Information given |
________________________
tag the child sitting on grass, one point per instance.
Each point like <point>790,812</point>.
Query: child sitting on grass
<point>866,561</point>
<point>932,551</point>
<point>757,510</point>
________________________
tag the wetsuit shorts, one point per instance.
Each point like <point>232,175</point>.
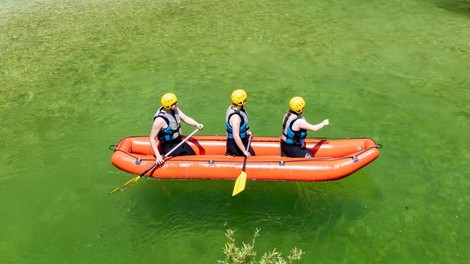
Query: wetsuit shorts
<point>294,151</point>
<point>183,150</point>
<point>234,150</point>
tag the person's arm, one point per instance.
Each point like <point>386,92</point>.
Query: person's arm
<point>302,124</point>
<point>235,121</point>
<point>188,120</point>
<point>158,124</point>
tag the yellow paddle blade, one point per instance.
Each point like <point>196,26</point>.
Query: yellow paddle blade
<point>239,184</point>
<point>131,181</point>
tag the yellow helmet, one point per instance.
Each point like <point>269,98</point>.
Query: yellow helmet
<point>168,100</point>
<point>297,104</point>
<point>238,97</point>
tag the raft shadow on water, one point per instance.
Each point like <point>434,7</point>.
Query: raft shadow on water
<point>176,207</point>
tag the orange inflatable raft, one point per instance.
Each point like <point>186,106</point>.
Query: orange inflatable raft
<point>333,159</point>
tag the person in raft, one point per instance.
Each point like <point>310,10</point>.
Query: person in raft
________________________
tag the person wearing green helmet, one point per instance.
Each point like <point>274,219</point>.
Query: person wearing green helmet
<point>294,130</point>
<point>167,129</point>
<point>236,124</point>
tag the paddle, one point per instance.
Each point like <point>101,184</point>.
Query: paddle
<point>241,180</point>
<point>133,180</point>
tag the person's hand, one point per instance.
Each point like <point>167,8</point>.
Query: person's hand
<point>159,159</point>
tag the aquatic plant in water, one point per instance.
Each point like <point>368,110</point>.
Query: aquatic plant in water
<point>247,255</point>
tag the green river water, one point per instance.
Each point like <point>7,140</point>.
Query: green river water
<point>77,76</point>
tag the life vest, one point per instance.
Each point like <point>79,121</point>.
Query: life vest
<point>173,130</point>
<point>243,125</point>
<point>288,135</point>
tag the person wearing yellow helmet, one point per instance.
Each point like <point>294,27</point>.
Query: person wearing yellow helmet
________________________
The problem | List every line in the records that contains the string "yellow", copying each matching line in full.

Solution for this exercise |
tag the yellow paddle blade, one point per instance.
Query: yellow paddle blade
tag the yellow helmet, one point per instance.
Query: yellow helmet
tag the person wearing yellow helmet, one point per instance.
Query: person wearing yellow helmet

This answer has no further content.